● TRECHO DE ORIGEM
-=-=-

Esta é uma review muito especial.
O motivo é simples: o livro foi-me dado e recomendado pessoalmente pela neta do autor, a Inês. Foi a minha primeira experiência a ler Urbano Tavares Rodrigues, sendo este um livro curto, e dos últimos que escreveu numa longa carreira literária (cerca de 60 anos).
O Eterno Efémero desenrola-se em torno de um crime, o homicídio do influente Miguel Ruiz Fernandes. Os suspeitos são cinco: quatro mulheres e um homem, que com Miguel Ruiz Fernandes participavam de orgias e jogos sado-masoquistas.
A investigação é entregue ao inspector Moura Prata, que acaba por tomar interesse pessoal pelas mulheres integrantes do grupo. Sandra fora a primeira a conhecer Miguel, num chat na internet; posteriormente, apresentara-lhe três das suas colegas de trabalho, todas elas engenheiras. Três das mulheres (incluindo Sandra eram casadas, e começaram por apreciar o que Miguel Ruiz Fernandes tinha para lhes oferecer; rapidamente, as quatro tinham-se tornado escravas sexuais, mediante chantagem que as mantinha submissas.

-=-=-

● REGISTROS DO CONJUNTO
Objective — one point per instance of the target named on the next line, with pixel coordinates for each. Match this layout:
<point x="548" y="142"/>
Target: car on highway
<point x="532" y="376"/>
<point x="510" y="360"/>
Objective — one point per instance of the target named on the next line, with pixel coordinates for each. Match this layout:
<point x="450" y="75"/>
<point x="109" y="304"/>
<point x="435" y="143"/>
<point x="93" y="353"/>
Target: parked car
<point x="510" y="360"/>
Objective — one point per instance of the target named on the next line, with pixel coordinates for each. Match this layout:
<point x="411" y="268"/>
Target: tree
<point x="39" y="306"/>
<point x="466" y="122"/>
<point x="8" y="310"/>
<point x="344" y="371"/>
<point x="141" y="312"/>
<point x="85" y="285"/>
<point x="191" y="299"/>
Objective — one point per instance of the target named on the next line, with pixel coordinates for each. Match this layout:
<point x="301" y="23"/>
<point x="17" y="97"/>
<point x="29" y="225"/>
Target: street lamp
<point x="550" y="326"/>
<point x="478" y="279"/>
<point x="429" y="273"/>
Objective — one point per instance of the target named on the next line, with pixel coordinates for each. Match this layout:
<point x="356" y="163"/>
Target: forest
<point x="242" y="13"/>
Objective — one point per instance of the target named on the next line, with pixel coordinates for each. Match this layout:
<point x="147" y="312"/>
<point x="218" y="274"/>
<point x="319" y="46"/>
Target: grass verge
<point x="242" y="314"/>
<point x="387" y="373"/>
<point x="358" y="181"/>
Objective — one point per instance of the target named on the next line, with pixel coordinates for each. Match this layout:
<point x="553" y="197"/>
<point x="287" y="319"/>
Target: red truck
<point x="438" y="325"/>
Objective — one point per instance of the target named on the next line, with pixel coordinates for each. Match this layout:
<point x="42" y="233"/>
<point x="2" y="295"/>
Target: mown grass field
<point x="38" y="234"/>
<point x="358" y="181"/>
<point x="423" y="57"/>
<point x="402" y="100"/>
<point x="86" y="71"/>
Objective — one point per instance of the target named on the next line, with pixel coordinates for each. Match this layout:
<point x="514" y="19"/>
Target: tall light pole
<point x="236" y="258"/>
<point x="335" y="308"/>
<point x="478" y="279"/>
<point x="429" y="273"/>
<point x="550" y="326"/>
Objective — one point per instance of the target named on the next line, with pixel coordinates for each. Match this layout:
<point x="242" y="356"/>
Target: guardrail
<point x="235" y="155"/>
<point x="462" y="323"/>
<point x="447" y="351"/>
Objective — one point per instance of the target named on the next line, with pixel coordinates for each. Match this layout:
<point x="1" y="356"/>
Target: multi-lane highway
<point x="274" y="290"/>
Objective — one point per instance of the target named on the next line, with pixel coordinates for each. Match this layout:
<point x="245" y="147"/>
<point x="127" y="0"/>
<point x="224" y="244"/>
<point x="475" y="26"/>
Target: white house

-=-=-

● INSTRUÇÕES DAS TAREFAS
1. Liste todas as linhas dos registros em que aparece a palavra "highway".
2. Retome a resenha sobre O Eterno Efémero a partir do ponto em que ela termina.
A resenha e os registros são materiais independentes entre si.

● RESPOSTAS ESCRITAS
1.
Target: car on highway
Target: multi-lane highway

2.
O outro homem do grupo era Leopoldo Fialho.
Que asco sinto por este tipo de homem. Mas não podia ir mais longe do que espicaçá-lo, a minha posição não o permite.
(...) Ainda hoje não suporto gente demasiado bem vestida ou mal vestida com finura. Nem a pompa nem a jactância de ofício de certos figurões dos Ministérios e da Assembleia da República. Sou um legalista e é claro que voto sempre, mas não morro de amores pelos partidos e menos ainda pelos de direita. Diante de um palhaço rico como este, descubro que tenho afinal sentimento de classe.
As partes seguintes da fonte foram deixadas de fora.